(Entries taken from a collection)
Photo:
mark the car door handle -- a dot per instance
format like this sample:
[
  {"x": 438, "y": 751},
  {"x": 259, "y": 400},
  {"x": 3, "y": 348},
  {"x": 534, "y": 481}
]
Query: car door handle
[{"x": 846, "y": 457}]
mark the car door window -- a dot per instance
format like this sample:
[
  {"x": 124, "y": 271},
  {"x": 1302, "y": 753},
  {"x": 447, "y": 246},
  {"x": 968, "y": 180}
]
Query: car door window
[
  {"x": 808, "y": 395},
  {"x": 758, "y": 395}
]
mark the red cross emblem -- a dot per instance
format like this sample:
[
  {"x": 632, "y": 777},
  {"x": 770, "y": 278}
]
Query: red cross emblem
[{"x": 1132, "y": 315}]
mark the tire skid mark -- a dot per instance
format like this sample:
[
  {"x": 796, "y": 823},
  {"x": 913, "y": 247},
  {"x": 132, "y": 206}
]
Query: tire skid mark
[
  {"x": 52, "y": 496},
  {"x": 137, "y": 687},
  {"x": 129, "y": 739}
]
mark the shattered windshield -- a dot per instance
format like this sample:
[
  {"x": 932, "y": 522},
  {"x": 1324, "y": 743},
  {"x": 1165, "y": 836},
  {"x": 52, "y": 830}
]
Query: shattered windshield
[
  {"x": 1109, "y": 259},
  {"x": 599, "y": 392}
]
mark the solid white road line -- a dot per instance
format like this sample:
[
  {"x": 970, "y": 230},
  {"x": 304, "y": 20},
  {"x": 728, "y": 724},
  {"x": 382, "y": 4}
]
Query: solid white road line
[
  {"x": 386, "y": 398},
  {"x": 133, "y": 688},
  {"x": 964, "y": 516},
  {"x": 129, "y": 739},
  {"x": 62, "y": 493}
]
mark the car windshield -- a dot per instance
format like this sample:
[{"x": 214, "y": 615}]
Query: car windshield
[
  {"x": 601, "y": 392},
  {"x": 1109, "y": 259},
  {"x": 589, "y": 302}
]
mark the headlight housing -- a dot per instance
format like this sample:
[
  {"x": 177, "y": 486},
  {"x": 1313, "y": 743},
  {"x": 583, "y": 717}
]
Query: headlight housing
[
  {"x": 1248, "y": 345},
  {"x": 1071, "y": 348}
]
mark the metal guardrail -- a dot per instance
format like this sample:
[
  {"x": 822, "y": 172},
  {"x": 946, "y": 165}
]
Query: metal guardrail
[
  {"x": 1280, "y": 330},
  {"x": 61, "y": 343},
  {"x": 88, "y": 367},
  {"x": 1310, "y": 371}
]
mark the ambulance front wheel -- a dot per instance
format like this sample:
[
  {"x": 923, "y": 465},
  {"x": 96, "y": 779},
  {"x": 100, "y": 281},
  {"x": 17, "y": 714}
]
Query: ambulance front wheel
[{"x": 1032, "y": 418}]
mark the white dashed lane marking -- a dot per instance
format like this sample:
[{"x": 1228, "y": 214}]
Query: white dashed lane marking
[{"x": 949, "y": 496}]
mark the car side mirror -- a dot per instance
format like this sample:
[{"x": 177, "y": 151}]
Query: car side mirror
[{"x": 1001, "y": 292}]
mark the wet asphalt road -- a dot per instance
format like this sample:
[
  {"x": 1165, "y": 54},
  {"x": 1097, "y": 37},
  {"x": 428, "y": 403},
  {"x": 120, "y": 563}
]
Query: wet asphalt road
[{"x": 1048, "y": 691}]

■ **Task requirements**
Return, without any change, only the lines from the one containing "Query: metal guardrail" through the last line of the entries above.

■ **Response below**
Query: metal guardrail
[
  {"x": 1280, "y": 330},
  {"x": 61, "y": 343},
  {"x": 88, "y": 367},
  {"x": 1310, "y": 371}
]
mark the ambulance front wheel -- a dot per instance
format like this sample:
[
  {"x": 923, "y": 465},
  {"x": 96, "y": 779},
  {"x": 100, "y": 281},
  {"x": 17, "y": 714}
]
Query: ambulance front wheel
[{"x": 1032, "y": 418}]
mark the white dashed lane marking -- a dot per instance
format like this sample:
[{"x": 1228, "y": 214}]
Query: white dashed lane marking
[{"x": 949, "y": 496}]
mark the car side mirror -- a dot per instance
format like this sample:
[{"x": 177, "y": 151}]
Query: car side mirror
[{"x": 1001, "y": 292}]
mark the wet asphalt road -- a dot per instance
format like this sample:
[
  {"x": 1165, "y": 54},
  {"x": 1097, "y": 37},
  {"x": 428, "y": 403},
  {"x": 120, "y": 563}
]
Query: wet asphalt road
[{"x": 1048, "y": 691}]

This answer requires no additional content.